Copy out all of the data below line for line, changing nothing.
─── Records to process ───
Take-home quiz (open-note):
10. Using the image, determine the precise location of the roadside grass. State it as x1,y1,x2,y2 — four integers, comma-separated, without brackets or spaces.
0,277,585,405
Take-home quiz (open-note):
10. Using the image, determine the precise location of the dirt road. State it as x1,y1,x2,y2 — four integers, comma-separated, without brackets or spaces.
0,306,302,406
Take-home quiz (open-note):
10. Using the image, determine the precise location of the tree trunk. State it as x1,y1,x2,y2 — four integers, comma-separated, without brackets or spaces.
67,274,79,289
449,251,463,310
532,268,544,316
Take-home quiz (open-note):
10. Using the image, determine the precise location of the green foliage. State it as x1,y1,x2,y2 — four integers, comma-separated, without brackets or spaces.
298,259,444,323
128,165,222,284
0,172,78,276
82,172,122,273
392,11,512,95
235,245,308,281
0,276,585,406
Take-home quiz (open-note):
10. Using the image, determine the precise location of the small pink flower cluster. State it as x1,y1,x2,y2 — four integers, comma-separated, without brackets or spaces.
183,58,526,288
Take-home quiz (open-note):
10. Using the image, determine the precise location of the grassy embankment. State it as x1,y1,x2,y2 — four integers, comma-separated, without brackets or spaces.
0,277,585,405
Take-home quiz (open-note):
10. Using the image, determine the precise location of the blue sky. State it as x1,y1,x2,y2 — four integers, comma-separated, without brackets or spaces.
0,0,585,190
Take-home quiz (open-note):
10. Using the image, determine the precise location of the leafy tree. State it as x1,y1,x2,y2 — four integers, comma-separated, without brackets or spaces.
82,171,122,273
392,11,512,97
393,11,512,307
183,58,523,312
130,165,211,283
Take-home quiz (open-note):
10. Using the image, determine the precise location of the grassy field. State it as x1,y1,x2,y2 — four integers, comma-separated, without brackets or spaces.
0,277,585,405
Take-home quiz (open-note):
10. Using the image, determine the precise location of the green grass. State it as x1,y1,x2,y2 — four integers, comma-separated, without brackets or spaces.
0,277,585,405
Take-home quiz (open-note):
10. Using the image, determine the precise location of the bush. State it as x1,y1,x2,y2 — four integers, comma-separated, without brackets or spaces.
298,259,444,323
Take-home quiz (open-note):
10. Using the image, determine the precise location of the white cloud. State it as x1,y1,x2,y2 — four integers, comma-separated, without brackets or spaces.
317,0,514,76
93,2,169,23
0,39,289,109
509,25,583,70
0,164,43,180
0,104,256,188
───
-- Exercise answer --
Take-home quiz (open-note):
10. Using the image, determine the precise location of the roadside grass. State it as x1,y1,x2,y2 — four integers, comma-separated, without brackets or spaces.
0,277,585,405
Take-home quiz (open-note):
10. Using the image, determine the precise location of the dirt road. State it as x1,y1,x2,y2 — four integers, comma-separated, without brackets or spaces.
0,306,302,406
Take-home quiz (open-note):
10. Using the image, determine the precise location of the tree trunk. State it as x1,y1,x2,y2 — four integers, comma-separated, without brackets or spaces.
67,274,79,289
449,251,463,310
532,268,544,316
Take-home quiz (open-note):
10. Using the image, determine the precise location of the green foliage. State it as x1,y1,x2,y2 — four integers, comma-separated, without brackets or spaces.
298,259,444,323
128,165,222,284
0,172,78,276
82,172,122,273
392,11,512,95
235,245,308,281
0,276,585,406
Take-home quiz (open-note):
10. Using the image, determine the precise location of the small pink flower cluster. State it as x1,y1,x2,y2 — four integers, comma-separated, without brackets or spaces.
183,58,526,288
Take-home quiz (open-note):
10. Using the image, determine the precise location of the grassy embankment. State it as x1,y1,x2,y2 — four integers, comma-separated, without brackets or spaces.
0,277,585,405
Take-home quiz (open-note):
10. Using the image, determine the precise location of the blue sky. State it as x1,y1,x2,y2 — four integers, comma-separated, without brackets or spaces.
0,0,585,190
Take-home quiz (open-note):
10. Using the image, determine the precise location of the leafy tree. State it as x1,y1,x2,y2 — four integers, comma-separated, without brackets or spaces.
82,171,122,273
392,11,512,97
393,11,512,307
183,58,523,312
130,165,211,283
Take-home quiz (open-note):
10. Using the image, determine the precise location of the grassy field. State it as x1,y1,x2,y2 — four integers, comma-separated, without brackets or spaces.
0,277,585,405
Take-home quiz (open-note):
10. Using the image, determine the precise location of the green grass. State it as x1,y1,x2,y2 — four integers, comma-separated, without brackets or spaces.
0,277,585,405
Take-home quiz (open-note):
10. Using the image, determine the precise location of the bush. State it as x1,y1,x2,y2 — four integers, comma-separated, without brackets or spaces.
298,259,444,323
Take-home quiz (open-note):
10. Using the image, determine the precise location of the white cloud. State it as x1,y1,x2,y2 — four integers, comma-separated, without brackets or spaces.
317,0,514,76
93,2,169,23
0,39,289,109
509,25,583,70
0,164,43,180
0,104,256,188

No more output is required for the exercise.